Page text:

-- -- --

A climate change expert not associated with the study, Richard Seager of Columbia University's Lamont Doherty Earth Observatory, adds:

"As Dai emphasizes here, vast swaths of the subtropics and the midlatitude continents face a future with drier soils and less surface water as a result of reducing rainfall and increasing evaporation driven by a warming atmosphere. The term 'global warming' does not do justice to the climatic changes the world will experience in coming decades. Some of the worst disruptions we face will involve water, not just temperature."

A portrait of worsening drought

Previous climate studies have indicated that global warming will probably alter precipitation patterns as the subtropics expand. The 2007 assessment by the Intergovernmental Panel on Climate Change (IPCC) concluded that subtropical areas will likely have precipitation declines, with high-latitude areas getting more precipitation.

In addition, previous studies by Dai have indicated that climate change may already be having a drying effect on parts of the world. In a much-cited 2004 study, he and colleagues found that the percentage of Earth's land area stricken by serious drought more than doubled from the 1970s to the early 2000s. Last year, he headed up a research team that found that some of the world's major rivers are losing water.

In his new study, Dai turned from rain and snow amounts to drought itself, and posed a basic question: how will climate change affect future droughts? If rainfall runs short by a given amount, it may or may not produce drought conditions, depending on how warm it is, how quickly the moisture evaporates, and other factors.

Droughts are complex events that can be associated with significantly reduced precipitation, dry soils that fail to sustain crops, and reduced levels in reservoirs and other bodies of water that can imperil drinking supplies. A common measure called the Palmer Drought Severity Index classifies the strength of a drought by tracking precipitation and evaporation over time and comparing them to the usual variability one would expect at a given location.

Dai turned to results from the 22 computer models used by the IPCC in its 2007 report to gather projections about temperature, precipitation, humidity, wind speed, and Earth's radiative balance, based on current projections of greenhouse gas emissions. He then fed the information into the Palmer model to calculate the PDSI index. A reading of +0.5 to -0.5 on the index indicates normal conditions, while a reading at or below -4 indicates extreme drought. The most index ranges from +10 to -10 for current climate conditions, although readings below -6 are exceedingly rare, even during short periods of time in small areas.

By the 2030s, the results indicated that some regions in the United States and overseas could experience particularly severe conditions, with average decadal readings potentially dropping to -4 to -6 in much of the central and western United States as well as several regions overseas, and -8 or lower in parts of the Mediterranean. By the end of the century, many populated areas, including parts of the United States, could face readings in the range of -8 to -10, and much of the Mediterranean could fall to -15 to -20. Such readings would be almost unprecedented.

Dai cautions that global climate models remain inconsistent in capturing precipitation changes and other atmospheric factors, especially at the regional scale. However, the 2007 IPCC models were in stronger agreement on high- and low-latitude precipitation than those used in previous reports, says Dai.

There are also uncertainties in how well the Palmer index captures the range of conditions that future climate may produce. The index could be overestimating drought intensity in the more extreme cases, says Dai. On the other hand, the index may be underestimating the loss of soil moisture should rain and snow fall in shorter, heavier bursts and run off more quickly. Such precipitation trends have already been diagnosed in the United States and several other areas over recent years, says Dai.

"The fact that the current drought index may not work for the 21st century climate is itself a troubling sign," Dai says.

-- -- --

Set of tasks:
1. Edit the drought article starting at "In addition, previous" and ending at "and other factors.", changing "major rivers" to "largest rivers".
2. Answer these questions from the drought article.
(a) In what year was the much-cited study that found the land area stricken by serious drought more than doubled?
(b) How many computer models from the IPCC's 2007 report did Dai draw on?
(c) What reading on the Palmer index indicates extreme drought?

Saved entries:

-- -- --

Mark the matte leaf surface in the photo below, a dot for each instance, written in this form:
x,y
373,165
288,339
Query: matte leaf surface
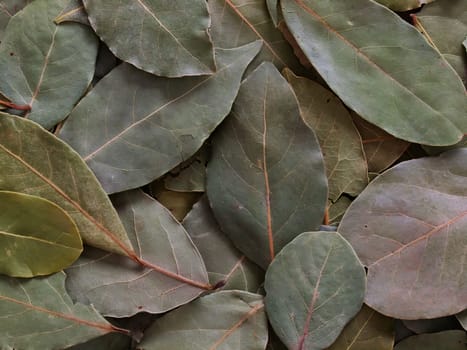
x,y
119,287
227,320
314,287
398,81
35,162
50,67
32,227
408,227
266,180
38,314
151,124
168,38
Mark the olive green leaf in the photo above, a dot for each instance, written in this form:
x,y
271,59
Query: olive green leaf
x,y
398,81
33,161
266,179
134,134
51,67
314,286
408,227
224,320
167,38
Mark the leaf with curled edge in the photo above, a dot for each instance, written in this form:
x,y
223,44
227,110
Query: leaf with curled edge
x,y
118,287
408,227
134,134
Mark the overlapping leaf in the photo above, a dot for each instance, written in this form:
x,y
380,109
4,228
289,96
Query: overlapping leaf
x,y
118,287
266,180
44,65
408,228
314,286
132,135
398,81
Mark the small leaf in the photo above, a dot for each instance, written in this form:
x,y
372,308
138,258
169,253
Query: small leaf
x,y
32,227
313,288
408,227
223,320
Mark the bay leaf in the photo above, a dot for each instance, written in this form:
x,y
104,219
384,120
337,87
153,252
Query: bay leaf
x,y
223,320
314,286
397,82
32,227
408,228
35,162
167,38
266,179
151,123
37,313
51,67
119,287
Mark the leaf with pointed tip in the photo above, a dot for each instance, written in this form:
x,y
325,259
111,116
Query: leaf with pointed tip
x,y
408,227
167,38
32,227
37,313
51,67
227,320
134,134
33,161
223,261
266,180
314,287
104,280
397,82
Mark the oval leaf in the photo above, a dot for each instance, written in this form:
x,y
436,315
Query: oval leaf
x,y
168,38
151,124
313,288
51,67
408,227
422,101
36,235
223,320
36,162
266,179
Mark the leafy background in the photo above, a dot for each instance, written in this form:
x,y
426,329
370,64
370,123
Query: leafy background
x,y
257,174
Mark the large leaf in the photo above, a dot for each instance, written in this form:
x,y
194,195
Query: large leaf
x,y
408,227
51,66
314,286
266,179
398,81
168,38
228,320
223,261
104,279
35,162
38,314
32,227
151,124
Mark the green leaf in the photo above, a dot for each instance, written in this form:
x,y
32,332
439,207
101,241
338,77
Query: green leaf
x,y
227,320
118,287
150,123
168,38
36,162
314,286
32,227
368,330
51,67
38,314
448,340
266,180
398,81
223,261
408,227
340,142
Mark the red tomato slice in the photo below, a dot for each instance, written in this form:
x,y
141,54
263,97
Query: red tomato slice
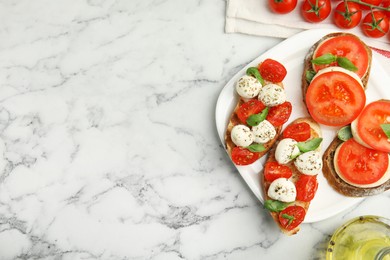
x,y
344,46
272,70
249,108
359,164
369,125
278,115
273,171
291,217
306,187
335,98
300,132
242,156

-- -- --

Solutions below:
1.
In addition, previous studies by Dai have indicated that climate change may already be having a drying effect on parts of the world. In a much-cited 2004 study, he and colleagues found that the percentage of Earth's land area stricken by serious drought more than doubled from the 1970s to the early 2000s. Last year, he headed up a research team that found that some of the world's largest rivers are losing water.

In his new study, Dai turned from rain and snow amounts to drought itself, and posed a basic question: how will climate change affect future droughts? If rainfall runs short by a given amount, it may or may not produce drought conditions, depending on how warm it is, how quickly the moisture evaporates, and other factors.

2.
(a) 2004
(b) 22
(c) A reading at or below -4